### Required work
Every line in the data below that holds "tennis" should be found and copied.

### Input for this task
──────────
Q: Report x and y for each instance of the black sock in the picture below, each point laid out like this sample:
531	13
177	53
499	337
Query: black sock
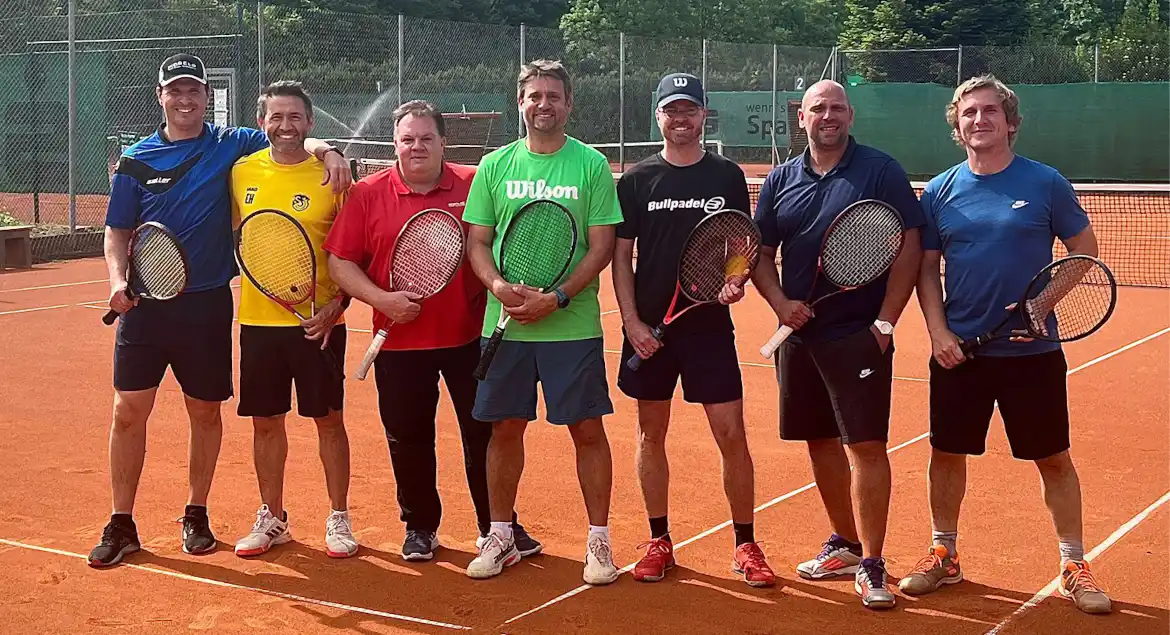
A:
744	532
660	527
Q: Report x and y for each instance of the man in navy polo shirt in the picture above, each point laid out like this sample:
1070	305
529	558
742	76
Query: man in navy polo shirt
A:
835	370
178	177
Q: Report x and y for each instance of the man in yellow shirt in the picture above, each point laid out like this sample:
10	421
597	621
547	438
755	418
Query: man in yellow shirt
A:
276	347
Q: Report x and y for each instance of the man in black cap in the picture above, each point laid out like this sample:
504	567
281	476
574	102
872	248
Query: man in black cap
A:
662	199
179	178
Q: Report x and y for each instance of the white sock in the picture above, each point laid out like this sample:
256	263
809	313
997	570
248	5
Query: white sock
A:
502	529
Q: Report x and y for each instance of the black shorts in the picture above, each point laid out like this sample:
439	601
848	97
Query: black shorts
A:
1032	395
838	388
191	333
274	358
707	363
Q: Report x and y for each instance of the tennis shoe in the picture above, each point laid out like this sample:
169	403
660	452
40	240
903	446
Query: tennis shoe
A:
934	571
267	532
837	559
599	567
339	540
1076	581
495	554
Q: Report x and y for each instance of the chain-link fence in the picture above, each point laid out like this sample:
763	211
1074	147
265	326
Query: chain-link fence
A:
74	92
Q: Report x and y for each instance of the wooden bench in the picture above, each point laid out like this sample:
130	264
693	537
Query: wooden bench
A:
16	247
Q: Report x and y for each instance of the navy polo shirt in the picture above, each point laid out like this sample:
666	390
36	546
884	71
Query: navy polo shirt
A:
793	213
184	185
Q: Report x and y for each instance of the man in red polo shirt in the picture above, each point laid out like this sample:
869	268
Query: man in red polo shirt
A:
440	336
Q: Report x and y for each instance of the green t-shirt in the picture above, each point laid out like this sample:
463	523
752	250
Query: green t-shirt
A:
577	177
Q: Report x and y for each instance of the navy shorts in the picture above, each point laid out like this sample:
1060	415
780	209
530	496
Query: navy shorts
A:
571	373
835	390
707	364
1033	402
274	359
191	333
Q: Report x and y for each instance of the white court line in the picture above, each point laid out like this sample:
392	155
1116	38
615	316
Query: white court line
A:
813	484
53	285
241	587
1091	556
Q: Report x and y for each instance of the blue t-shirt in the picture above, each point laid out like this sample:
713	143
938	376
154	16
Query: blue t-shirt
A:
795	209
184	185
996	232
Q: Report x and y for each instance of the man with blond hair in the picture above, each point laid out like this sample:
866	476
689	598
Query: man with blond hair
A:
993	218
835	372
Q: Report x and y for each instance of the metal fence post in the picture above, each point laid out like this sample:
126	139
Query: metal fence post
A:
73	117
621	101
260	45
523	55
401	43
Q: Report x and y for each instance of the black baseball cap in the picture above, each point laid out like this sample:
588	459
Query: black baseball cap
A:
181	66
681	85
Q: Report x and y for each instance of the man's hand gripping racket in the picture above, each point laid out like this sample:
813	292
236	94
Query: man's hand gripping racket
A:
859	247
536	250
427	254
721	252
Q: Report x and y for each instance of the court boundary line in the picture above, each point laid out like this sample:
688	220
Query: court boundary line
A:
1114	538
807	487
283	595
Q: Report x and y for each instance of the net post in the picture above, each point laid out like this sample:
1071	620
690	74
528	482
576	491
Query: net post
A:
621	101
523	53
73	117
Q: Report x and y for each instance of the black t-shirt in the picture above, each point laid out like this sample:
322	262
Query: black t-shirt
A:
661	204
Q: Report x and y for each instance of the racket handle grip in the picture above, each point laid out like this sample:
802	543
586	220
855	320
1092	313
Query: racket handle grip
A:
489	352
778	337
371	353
──────────
### Written solution
Q: Report x and y for each instance of the tennis shoe in the picture above, each point laid out like this sample:
Query: tennis shoe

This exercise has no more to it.